▶ _The exercise_:
Pull out each line of the records below that contains the word "blue", and copy those lines in full.
* BEGIN The records *
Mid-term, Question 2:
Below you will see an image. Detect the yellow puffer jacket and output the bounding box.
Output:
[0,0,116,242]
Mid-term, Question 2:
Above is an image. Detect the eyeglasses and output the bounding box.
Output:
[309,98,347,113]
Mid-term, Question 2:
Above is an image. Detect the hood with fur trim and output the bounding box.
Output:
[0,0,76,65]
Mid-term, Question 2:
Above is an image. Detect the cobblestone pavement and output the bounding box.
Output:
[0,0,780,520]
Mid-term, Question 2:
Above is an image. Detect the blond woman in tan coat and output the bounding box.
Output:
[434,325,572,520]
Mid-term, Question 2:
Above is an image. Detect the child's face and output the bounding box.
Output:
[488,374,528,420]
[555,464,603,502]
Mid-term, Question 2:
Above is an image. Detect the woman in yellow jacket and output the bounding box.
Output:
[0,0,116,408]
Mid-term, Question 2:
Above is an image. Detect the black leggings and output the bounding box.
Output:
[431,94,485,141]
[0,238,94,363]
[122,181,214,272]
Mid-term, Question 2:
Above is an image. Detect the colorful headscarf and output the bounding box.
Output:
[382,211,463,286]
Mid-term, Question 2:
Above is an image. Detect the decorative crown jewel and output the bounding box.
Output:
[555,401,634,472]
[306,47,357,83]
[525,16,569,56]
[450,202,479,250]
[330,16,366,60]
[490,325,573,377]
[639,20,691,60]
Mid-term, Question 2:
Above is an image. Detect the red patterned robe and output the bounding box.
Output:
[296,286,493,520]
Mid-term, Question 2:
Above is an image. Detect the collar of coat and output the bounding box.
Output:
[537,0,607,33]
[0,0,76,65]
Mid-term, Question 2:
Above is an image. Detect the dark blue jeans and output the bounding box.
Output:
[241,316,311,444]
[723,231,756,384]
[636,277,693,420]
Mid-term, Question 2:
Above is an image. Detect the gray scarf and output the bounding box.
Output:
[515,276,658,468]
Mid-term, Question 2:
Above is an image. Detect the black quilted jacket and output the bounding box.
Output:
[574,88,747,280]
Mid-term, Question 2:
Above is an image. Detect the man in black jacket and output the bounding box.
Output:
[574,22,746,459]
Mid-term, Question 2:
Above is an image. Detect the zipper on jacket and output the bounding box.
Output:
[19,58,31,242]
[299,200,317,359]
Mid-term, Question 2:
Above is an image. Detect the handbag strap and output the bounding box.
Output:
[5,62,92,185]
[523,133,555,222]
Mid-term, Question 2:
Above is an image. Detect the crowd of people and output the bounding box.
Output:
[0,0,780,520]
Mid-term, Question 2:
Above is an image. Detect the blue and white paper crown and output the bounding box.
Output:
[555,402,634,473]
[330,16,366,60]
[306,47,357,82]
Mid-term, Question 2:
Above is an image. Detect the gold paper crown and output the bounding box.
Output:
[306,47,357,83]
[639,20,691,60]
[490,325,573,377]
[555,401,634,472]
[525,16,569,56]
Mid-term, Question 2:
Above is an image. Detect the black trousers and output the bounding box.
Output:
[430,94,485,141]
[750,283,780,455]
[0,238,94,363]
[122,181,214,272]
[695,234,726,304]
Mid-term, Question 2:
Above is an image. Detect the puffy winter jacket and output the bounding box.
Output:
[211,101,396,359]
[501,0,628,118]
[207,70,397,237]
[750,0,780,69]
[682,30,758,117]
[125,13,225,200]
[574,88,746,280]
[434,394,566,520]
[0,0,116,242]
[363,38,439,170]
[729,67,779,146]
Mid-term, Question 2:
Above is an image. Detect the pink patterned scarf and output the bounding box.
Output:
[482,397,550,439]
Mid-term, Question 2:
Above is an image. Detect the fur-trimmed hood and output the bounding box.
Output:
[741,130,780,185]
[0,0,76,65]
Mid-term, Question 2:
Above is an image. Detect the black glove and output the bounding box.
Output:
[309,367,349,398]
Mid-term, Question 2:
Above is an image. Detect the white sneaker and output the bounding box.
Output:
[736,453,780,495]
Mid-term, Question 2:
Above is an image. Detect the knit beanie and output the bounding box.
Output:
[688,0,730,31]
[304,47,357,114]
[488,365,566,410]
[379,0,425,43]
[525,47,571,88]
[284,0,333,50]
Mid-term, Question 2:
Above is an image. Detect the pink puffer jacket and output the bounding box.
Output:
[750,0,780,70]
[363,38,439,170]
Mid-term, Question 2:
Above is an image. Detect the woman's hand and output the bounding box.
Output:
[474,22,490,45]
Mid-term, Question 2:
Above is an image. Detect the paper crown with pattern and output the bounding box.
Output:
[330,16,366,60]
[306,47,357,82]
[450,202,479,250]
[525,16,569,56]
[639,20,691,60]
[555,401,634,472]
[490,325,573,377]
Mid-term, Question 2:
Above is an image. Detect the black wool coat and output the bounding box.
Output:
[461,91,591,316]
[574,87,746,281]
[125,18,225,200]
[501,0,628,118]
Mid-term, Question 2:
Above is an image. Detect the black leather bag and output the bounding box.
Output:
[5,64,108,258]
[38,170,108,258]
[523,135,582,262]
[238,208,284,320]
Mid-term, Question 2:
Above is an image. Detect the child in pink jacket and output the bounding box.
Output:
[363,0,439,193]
* END The records *
▶ _Answer_:
Above is an image. Detect the dark blue jeans and output the bounding box.
Above is an image. Detect the blue and white paper crown and output the bounding box.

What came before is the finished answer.